> [EXTRACTED RECORDS]:
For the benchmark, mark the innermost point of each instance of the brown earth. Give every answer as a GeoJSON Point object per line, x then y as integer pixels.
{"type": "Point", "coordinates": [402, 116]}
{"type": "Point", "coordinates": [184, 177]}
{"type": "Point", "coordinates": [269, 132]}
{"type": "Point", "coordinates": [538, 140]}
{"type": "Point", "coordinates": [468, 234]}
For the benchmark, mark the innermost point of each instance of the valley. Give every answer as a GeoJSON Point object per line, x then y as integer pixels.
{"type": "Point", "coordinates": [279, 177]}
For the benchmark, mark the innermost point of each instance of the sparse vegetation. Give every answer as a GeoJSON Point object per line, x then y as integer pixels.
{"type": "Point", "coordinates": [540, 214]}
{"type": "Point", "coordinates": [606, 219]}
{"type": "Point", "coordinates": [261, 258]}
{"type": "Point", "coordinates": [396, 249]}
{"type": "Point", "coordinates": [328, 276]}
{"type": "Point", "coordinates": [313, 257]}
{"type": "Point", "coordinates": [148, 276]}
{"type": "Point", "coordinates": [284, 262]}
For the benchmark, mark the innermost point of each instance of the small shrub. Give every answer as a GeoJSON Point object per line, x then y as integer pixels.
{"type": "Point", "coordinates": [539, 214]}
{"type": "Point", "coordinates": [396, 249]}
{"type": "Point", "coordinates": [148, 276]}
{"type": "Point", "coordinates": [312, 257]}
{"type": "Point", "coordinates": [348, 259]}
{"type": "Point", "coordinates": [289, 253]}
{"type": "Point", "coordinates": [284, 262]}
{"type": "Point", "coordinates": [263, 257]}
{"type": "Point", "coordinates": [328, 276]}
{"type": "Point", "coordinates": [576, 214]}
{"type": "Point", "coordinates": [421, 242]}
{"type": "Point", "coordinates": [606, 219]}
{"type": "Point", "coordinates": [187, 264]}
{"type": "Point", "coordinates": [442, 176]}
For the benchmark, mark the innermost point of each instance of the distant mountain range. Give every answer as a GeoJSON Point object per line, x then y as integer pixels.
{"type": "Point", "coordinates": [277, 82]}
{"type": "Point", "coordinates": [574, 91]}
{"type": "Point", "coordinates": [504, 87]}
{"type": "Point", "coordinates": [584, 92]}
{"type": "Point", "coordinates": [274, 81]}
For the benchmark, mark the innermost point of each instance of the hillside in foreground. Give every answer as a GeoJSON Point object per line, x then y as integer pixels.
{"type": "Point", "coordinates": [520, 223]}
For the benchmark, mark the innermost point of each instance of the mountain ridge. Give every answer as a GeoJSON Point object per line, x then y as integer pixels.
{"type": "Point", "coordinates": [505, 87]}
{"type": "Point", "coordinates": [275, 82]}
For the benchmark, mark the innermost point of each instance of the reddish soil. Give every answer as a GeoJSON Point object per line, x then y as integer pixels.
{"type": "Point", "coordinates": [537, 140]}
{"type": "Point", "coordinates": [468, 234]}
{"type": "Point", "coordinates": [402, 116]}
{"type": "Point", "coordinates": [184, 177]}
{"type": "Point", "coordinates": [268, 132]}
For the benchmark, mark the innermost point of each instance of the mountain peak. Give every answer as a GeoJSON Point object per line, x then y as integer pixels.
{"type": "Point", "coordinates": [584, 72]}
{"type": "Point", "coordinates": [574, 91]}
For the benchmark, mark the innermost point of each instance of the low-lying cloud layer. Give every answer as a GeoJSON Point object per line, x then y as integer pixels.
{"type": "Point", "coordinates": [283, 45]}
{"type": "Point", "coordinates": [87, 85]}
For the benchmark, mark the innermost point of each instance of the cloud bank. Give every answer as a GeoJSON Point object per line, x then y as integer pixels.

> [PROBLEM DESCRIPTION]: Rewrite all of the material above as a JSON list of strings, one string per line, leaving out any blank lines.

> [SOLUTION TO THE PROBLEM]:
[
  "For the benchmark, mark the innermost point of each instance of the brown earth. Give every answer as a GeoJSON Point object per line, x then y as integer pixels.",
  "{\"type\": \"Point\", \"coordinates\": [402, 116]}",
  "{\"type\": \"Point\", \"coordinates\": [184, 177]}",
  "{\"type\": \"Point\", \"coordinates\": [269, 132]}",
  "{\"type\": \"Point\", \"coordinates\": [538, 140]}",
  "{\"type\": \"Point\", \"coordinates\": [468, 234]}",
  "For the benchmark, mark the innermost point of each instance of the valley. Give every answer as a GeoJSON Point object per line, x then y as integer pixels.",
  "{\"type\": \"Point\", \"coordinates\": [279, 177]}",
  "For the benchmark, mark the innermost point of each instance of the sparse vegetation. Give every answer as a GeoJSON Point object per line, x then y as integer pixels.",
  "{\"type\": \"Point\", \"coordinates\": [540, 214]}",
  "{\"type\": \"Point\", \"coordinates\": [606, 219]}",
  "{\"type\": \"Point\", \"coordinates\": [261, 258]}",
  "{\"type\": \"Point\", \"coordinates\": [396, 249]}",
  "{\"type\": \"Point\", \"coordinates\": [328, 276]}",
  "{\"type\": \"Point\", \"coordinates\": [313, 257]}",
  "{\"type\": \"Point\", \"coordinates\": [148, 276]}",
  "{\"type\": \"Point\", \"coordinates\": [284, 262]}",
  "For the benchmark, mark the innermost point of each instance of the small shrub. Give every answer as a GeoJSON Point object per line, x then y as integer pixels.",
  "{\"type\": \"Point\", \"coordinates\": [539, 214]}",
  "{\"type\": \"Point\", \"coordinates\": [396, 249]}",
  "{\"type\": \"Point\", \"coordinates\": [148, 276]}",
  "{\"type\": \"Point\", \"coordinates\": [312, 257]}",
  "{\"type\": \"Point\", \"coordinates\": [348, 259]}",
  "{\"type\": \"Point\", \"coordinates\": [289, 253]}",
  "{\"type\": \"Point\", \"coordinates\": [284, 262]}",
  "{\"type\": \"Point\", \"coordinates\": [263, 257]}",
  "{\"type\": \"Point\", \"coordinates\": [328, 276]}",
  "{\"type\": \"Point\", \"coordinates\": [576, 214]}",
  "{\"type\": \"Point\", \"coordinates\": [421, 242]}",
  "{\"type\": \"Point\", \"coordinates\": [606, 219]}",
  "{\"type\": \"Point\", \"coordinates\": [187, 264]}",
  "{\"type\": \"Point\", \"coordinates\": [442, 176]}",
  "For the benchmark, mark the innermost point of each instance of the distant mountain range. Give every answer as a GeoJSON Point object per line, x then y as integer pixels.",
  "{\"type\": \"Point\", \"coordinates\": [277, 82]}",
  "{\"type\": \"Point\", \"coordinates\": [574, 91]}",
  "{\"type\": \"Point\", \"coordinates\": [504, 87]}",
  "{\"type\": \"Point\", \"coordinates\": [584, 92]}",
  "{\"type\": \"Point\", \"coordinates\": [274, 81]}",
  "For the benchmark, mark the innermost point of each instance of the hillside in foreground. Give every answer as a GeoJSON Point object per line, x then y as integer pixels.",
  "{\"type\": \"Point\", \"coordinates\": [520, 223]}",
  "For the benchmark, mark the innermost point of each instance of the mountain ridge. Give every answer as a GeoJSON Point object per line, x then y as integer pixels.",
  "{\"type\": \"Point\", \"coordinates\": [505, 87]}",
  "{\"type\": \"Point\", \"coordinates\": [275, 82]}",
  "For the benchmark, mark the innermost point of each instance of the reddish soil. Give every answer as a GeoJSON Point object per line, x then y as integer pixels.",
  "{\"type\": \"Point\", \"coordinates\": [537, 140]}",
  "{\"type\": \"Point\", \"coordinates\": [468, 234]}",
  "{\"type\": \"Point\", \"coordinates\": [402, 116]}",
  "{\"type\": \"Point\", \"coordinates\": [184, 177]}",
  "{\"type\": \"Point\", \"coordinates\": [268, 132]}",
  "For the benchmark, mark the innermost point of each instance of the mountain peak. Give every answer as a GeoJSON Point object per line, x then y as integer pixels.",
  "{\"type\": \"Point\", \"coordinates\": [584, 72]}",
  "{\"type\": \"Point\", \"coordinates\": [574, 91]}",
  "For the benchmark, mark the innermost point of each instance of the low-lying cloud layer. Give every answer as a GeoJSON Point object per line, x then y as integer pixels.",
  "{\"type\": \"Point\", \"coordinates\": [283, 45]}",
  "{\"type\": \"Point\", \"coordinates\": [87, 85]}",
  "For the benchmark, mark the innermost point of each instance of the cloud bank. Give every answer as a GeoJSON Point object per line, x then y as integer pixels."
]